**Set problem**
From the line that has "POST /annotate" down to the final line of the listing below, transcribe every line exactly, and only those.

** Start Dataset **

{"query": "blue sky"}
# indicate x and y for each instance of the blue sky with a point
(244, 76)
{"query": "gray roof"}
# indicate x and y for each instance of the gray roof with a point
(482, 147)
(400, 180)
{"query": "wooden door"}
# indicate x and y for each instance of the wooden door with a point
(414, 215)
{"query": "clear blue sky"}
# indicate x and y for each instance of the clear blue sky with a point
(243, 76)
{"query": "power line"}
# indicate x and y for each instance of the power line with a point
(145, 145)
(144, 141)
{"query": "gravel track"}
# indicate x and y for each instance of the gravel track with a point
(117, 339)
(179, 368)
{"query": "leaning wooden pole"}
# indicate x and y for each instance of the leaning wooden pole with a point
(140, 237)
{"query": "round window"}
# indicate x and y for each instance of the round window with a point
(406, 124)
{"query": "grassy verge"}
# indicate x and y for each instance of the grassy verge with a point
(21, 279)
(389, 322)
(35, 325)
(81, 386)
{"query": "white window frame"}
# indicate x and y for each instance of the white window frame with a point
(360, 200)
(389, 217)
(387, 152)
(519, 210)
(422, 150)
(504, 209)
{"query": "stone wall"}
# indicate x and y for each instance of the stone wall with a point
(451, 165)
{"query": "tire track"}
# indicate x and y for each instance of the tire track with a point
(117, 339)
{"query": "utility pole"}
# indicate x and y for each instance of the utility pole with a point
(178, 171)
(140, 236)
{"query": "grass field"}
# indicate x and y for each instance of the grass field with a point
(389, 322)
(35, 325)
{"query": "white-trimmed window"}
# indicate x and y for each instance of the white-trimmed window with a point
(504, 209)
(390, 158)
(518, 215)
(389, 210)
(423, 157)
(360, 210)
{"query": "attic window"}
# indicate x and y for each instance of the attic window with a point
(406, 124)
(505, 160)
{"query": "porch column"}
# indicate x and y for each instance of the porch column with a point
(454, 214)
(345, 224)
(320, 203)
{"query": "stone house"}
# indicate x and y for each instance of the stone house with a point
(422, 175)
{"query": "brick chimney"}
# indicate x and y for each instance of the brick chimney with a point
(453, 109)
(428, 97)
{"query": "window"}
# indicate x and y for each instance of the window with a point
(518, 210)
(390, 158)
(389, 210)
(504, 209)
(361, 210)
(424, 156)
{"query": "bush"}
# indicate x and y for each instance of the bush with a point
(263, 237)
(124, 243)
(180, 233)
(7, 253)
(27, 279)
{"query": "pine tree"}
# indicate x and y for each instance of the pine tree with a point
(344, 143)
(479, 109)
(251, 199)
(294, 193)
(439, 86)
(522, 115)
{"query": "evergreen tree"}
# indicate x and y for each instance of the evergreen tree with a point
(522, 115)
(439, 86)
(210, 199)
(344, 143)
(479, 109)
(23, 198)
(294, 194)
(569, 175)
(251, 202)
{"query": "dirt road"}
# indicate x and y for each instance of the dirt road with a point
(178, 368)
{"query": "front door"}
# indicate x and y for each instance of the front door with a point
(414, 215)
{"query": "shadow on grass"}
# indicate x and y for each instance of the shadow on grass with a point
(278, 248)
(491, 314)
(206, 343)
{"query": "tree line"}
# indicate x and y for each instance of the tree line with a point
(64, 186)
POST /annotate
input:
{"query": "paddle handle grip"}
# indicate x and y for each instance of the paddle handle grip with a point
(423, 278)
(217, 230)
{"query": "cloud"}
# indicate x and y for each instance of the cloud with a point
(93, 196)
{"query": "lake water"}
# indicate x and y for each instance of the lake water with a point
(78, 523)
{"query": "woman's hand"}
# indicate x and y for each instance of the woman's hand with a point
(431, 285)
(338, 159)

** End Dataset **

**Correct answer**
POST /annotate
input:
{"query": "paddle handle grip"}
# indicate x and y for each instance of the paddle handle grip with a point
(423, 278)
(217, 230)
{"query": "cloud"}
# indicate x and y for each instance of the cloud with a point
(93, 196)
{"query": "lake water"}
# indicate x and y for each instance of the lake water with a point
(78, 523)
{"query": "woman's hand"}
# indicate x and y for each instance of the woman's hand with a point
(431, 285)
(338, 159)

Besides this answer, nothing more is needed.